───── Data listing ─────
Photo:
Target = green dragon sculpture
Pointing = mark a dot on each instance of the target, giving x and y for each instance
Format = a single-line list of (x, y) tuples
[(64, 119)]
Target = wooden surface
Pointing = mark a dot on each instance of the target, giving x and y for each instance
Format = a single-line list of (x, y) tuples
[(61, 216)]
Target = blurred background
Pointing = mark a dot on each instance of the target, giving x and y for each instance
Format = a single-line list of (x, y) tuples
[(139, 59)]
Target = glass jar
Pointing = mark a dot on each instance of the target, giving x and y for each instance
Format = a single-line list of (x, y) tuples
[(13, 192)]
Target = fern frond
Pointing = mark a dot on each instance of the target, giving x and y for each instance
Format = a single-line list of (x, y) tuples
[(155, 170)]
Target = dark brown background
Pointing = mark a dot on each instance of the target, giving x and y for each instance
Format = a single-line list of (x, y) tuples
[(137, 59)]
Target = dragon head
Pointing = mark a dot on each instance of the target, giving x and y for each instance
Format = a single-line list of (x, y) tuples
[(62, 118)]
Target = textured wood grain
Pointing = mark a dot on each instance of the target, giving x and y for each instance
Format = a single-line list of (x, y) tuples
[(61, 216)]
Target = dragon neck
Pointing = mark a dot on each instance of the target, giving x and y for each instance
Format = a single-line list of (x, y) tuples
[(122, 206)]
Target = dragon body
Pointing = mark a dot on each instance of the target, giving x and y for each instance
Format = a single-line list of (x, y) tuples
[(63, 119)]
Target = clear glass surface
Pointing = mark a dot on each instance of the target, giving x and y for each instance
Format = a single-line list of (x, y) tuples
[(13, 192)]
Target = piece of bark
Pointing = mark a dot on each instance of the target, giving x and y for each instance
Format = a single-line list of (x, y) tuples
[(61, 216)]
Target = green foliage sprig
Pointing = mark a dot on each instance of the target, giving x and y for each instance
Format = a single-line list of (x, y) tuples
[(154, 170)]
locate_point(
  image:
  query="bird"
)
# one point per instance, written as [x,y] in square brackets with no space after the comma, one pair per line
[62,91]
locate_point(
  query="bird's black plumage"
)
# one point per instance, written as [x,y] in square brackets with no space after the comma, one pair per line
─────
* _Problem to work on_:
Print from the line containing "Target = clear glass surface" to the last line above, exactly as written.

* _Reply to the exercise_:
Target = clear glass surface
Pointing = mark a dot on each instance of the target, giving x and y for each instance
Format = a single-line list of (x, y) tuples
[(13, 192)]
Target = piece of bark
Pointing = mark a dot on each instance of the target, giving x and y for each instance
Format = a single-line list of (x, y) tuples
[(61, 216)]
Target = green foliage sprig
Pointing = mark a dot on each instance of the target, giving x and y for each instance
Format = a single-line list of (x, y) tuples
[(154, 170)]
locate_point(
  image:
  query="bird"
)
# one point per instance, written as [x,y] in square brackets with no space after the comma, one pair per line
[62,91]
locate_point(
  query="bird's black plumage"
)
# one point per instance, written as [x,y] in square brackets with no space after the comma, one pair per line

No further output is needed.